**EXERCISE GOAL:** Give the data a second time, exactly and in full.

BEGIN SUPPLIED ENTRIES

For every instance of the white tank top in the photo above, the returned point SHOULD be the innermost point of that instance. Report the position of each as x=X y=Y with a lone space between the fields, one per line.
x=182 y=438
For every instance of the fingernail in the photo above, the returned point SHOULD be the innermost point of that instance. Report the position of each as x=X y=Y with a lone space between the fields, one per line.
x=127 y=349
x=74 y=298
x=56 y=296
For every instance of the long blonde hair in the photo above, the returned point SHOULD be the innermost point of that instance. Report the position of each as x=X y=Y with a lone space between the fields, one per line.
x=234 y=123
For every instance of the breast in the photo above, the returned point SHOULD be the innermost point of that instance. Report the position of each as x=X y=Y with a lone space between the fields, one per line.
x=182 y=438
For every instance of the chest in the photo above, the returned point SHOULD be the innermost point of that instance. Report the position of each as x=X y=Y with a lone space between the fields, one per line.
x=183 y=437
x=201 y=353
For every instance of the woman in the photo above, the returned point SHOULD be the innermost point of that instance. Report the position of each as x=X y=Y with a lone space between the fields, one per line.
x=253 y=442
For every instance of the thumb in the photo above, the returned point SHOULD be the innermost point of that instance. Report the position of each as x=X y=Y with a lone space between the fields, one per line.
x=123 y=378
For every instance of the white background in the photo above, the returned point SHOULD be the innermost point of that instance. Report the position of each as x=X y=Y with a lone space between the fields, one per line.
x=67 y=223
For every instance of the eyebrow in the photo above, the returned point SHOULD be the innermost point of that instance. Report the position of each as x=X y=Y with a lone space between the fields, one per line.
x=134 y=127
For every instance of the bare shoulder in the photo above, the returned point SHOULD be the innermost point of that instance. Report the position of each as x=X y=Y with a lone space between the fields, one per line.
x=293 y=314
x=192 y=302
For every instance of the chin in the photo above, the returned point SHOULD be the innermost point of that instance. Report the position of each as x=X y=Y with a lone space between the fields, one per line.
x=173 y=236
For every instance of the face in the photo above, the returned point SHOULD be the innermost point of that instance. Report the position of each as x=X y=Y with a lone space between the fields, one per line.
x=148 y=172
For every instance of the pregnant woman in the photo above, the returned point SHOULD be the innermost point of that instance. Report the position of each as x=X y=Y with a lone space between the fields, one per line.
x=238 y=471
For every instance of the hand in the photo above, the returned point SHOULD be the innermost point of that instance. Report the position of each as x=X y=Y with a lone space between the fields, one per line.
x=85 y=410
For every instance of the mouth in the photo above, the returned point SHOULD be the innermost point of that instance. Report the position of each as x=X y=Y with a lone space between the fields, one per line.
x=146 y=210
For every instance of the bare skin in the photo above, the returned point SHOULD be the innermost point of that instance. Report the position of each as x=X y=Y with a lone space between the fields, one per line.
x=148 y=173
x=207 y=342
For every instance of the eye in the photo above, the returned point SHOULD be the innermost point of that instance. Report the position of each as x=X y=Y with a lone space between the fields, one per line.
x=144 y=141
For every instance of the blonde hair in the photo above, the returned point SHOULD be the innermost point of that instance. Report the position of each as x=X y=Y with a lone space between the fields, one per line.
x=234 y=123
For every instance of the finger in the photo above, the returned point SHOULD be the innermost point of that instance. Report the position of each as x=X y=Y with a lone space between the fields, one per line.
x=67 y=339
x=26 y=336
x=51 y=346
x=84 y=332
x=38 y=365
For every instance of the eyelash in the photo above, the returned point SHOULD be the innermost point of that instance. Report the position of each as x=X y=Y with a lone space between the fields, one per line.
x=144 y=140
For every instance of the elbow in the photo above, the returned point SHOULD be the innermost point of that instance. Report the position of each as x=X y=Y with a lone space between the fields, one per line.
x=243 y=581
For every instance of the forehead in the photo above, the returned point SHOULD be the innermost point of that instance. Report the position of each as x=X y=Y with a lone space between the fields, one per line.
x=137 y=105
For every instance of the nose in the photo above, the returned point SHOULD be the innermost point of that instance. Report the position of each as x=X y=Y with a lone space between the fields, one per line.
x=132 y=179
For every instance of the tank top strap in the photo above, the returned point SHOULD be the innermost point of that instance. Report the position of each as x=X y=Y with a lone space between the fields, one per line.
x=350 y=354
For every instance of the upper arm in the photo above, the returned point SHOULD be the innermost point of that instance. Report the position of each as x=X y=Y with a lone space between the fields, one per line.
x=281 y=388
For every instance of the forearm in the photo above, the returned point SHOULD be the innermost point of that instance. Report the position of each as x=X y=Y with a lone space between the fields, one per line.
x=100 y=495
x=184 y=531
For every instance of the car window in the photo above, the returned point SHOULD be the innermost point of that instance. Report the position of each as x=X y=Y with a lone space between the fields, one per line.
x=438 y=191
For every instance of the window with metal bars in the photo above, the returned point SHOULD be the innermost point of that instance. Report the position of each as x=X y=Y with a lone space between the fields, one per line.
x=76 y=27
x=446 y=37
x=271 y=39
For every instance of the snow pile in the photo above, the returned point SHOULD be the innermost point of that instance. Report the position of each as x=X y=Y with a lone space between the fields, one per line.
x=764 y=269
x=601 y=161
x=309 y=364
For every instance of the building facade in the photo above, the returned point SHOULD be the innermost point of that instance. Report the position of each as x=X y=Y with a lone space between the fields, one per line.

END SUPPLIED ENTRIES

**RESPONSE TO THIS TASK:**
For every instance of the white tank top in the photo above, the returned point SHOULD be the innermost point of that instance. Report the position of each as x=X y=Y with a lone space between the fields, one per line.
x=182 y=438
For every instance of the fingernail in the photo above, the returned point SHOULD be the innermost point of that instance. Report the position of each as x=X y=Y with a lone space between the fields, one per line.
x=127 y=349
x=74 y=298
x=56 y=296
For every instance of the long blonde hair in the photo above, the returned point SHOULD be the innermost point of that instance. Report the position of each as x=X y=Y with a lone space between the fields, one per line.
x=234 y=123
For every instance of the breast in the photo above, the returned point SHOULD be the innermost point of that instance. Report the position of each as x=X y=Y with a lone space between the fields, one per line.
x=182 y=438
For every instance of the chest in the photo above, the returned point SHOULD be the innermost point of that instance. Report the position of each as x=X y=Y with a lone space between the fields, one per line.
x=183 y=437
x=201 y=353
For every instance of the woman in the photo above, the returned point SHOULD be the innermost point of that instance. Report the position of each as x=X y=Y with a lone space between the fields, one per line.
x=253 y=442
For every instance of the thumb in the photo above, the returned point SHOULD be the innermost point of that instance. Report the position of each as x=X y=Y with a lone space between the fields, one per line.
x=123 y=378
For every instance of the white background in the photo above, the returned point SHOULD be the innermost point of that instance. Report the position of each as x=X y=Y with a lone space between the fields, one per line.
x=67 y=223
For every instance of the eyebrow in the photo above, the returned point SHOULD be the innermost point of that instance. Report the position of each as x=X y=Y with a lone space between the fields, one per line.
x=134 y=127
For every instance of the bare shoulder in the photo above, the returned point SHOULD be the innermost point of that instance. Report the position of each as x=X y=Y with a lone space between the fields, one per line.
x=293 y=314
x=192 y=302
For every instance of the chin in the photo above, the returned point SHOULD be the innermost point of that instance. Report the position of each as x=X y=Y with a lone space between the fields, one per line.
x=173 y=236
For every instance of the face in the photo above, the returned point SHOULD be the innermost point of that instance. Report the position of each as x=X y=Y with a lone space between the fields, one per line.
x=148 y=172
For every instance of the pregnant woman in the photo above, the returned point SHOULD be the innermost point of that instance. Report the position of each as x=X y=Y with a lone space between the fields, one per line.
x=238 y=471
For every instance of the hand in the photo above, the returned point SHOULD be the innermost point of that instance. Report the position of each as x=X y=Y with a lone space between the fields, one per line.
x=85 y=410
For every instance of the mouth in the photo above, the returned point SHOULD be the innermost point of that instance. Report the position of each as x=X y=Y with a lone space between the fields, one per line.
x=146 y=210
For every instance of the bare skin in the photo above, the returned point SHOULD be the innermost point of that instance. Report the position of each as x=X y=Y with a lone space between the fields, one per line.
x=148 y=173
x=207 y=342
For every instance of the eye in the photo above, the returned point SHOULD be the innermost point of that instance. Report the position of each as x=X y=Y with a lone space between the fields, one per line.
x=144 y=141
For every instance of the blonde hair in the photo above, the returned point SHOULD be the innermost point of that instance. Report the position of each as x=X y=Y with a lone space between the fields, one per line.
x=234 y=123
For every instance of the finger in the photo above, the returned point SHOULD be the innermost point of that instance. Report the position of each as x=X y=Y with a lone space between the fields, one per line.
x=67 y=339
x=26 y=336
x=51 y=346
x=84 y=332
x=38 y=365
For every instance of the eyelash in the photo above, the returned point SHOULD be the innermost point of that instance. Report the position of each as x=X y=Y with a lone space between the fields, one per line.
x=144 y=140
For every instance of the elbow in the photo above, the returned point SHOULD be the innermost point of that instance. Report the position of each as x=X y=Y with a lone space between the fields, one per line.
x=243 y=581
For every instance of the forehead in the photo above, the returned point SHOULD be the innermost point of that instance. Report the position of each as x=X y=Y with a lone space between the fields, one per line.
x=137 y=105
For every instance of the nose in the photo above, the returned point SHOULD be the innermost point of that instance. Report the position of each as x=X y=Y with a lone space between the fields, one per line.
x=132 y=179
For every instance of the tank top strap in the photo above, the returned point SHOULD be the innermost point of that instance. Report the position of each as x=X y=Y with a lone space between the fields, one per line.
x=350 y=354
For every instance of the upper arm in the photo above, the returned point SHOULD be the innermost point of that instance. Report the position of each as x=X y=Y with a lone space between the fields, one per line.
x=281 y=388
For every instance of the forearm in the photo above, the returned point SHOULD be the innermost point of that instance. Report the position of each as x=X y=Y with a lone space between the fields, one per line.
x=100 y=495
x=184 y=531
For every instance of the car window in the photo above, the returned point SHOULD be the innermost point of that instance. Report the position of each as x=X y=Y with a lone space between the fields, one per line.
x=438 y=191
For every instance of the window with metal bars in the photo above, the returned point SHOULD be the innermost point of that instance. Report the position of each as x=X y=Y with a lone space between the fields, one per line.
x=76 y=27
x=446 y=37
x=271 y=39
For every instance of the snow pile in the photo above, the returned point SHOULD be the innermost point of that instance. Report the position of each as x=X y=Y with a lone space between the fields, one per line.
x=764 y=269
x=601 y=161
x=309 y=364
For every instance of the building facade in the photo above, the returned point SHOULD be the innermost point of that instance. Report the position of each as x=X y=Y with a lone space between the fields, one per line.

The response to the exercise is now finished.